◆ Task statement ◆
Return each of the entries below precisely as it appears.

>>

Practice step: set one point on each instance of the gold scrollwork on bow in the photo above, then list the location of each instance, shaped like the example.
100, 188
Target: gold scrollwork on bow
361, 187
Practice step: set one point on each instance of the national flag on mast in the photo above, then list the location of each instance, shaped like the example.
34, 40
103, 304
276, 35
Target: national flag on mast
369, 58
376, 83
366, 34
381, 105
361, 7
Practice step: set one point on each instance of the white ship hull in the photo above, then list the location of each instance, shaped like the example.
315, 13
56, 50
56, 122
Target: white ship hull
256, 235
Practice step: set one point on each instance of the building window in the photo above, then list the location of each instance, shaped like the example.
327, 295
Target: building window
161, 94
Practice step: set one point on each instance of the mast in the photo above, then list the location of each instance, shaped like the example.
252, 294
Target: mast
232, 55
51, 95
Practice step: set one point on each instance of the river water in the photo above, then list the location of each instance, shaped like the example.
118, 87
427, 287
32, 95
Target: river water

<<

◆ Exercise output ◆
Practice step: set one point on each instance of the gold scrollwork on bow in the photo above, then list the location of each instance, shaped like the example.
100, 188
Target: gold scrollwork on bow
361, 187
Practice step: set one point on each instance of the national flag on mast in the photo above, then list the location of each instance, shaped like the example.
34, 40
103, 304
276, 35
Target: national flag on mast
369, 58
376, 83
366, 34
381, 105
361, 7
Practice step: set one point on each instance of the white ship hull in the photo above, then list the location of each instance, shaped like the example.
315, 13
56, 50
56, 122
Target: white ship hull
256, 235
Practice step: set one point on each instance of the building window in the photo above, then list the location of each instance, shaped like the example.
327, 295
Target: building window
161, 94
Practice step: set one point on each instance of the mast in the photo above, then list the location of each instance, shaped like the example.
252, 294
Target: mast
232, 55
51, 95
Practice step: set one point on each instance of the river water in the photo above, then list the location of each instance, shaped like the example.
118, 87
427, 287
32, 95
Target: river water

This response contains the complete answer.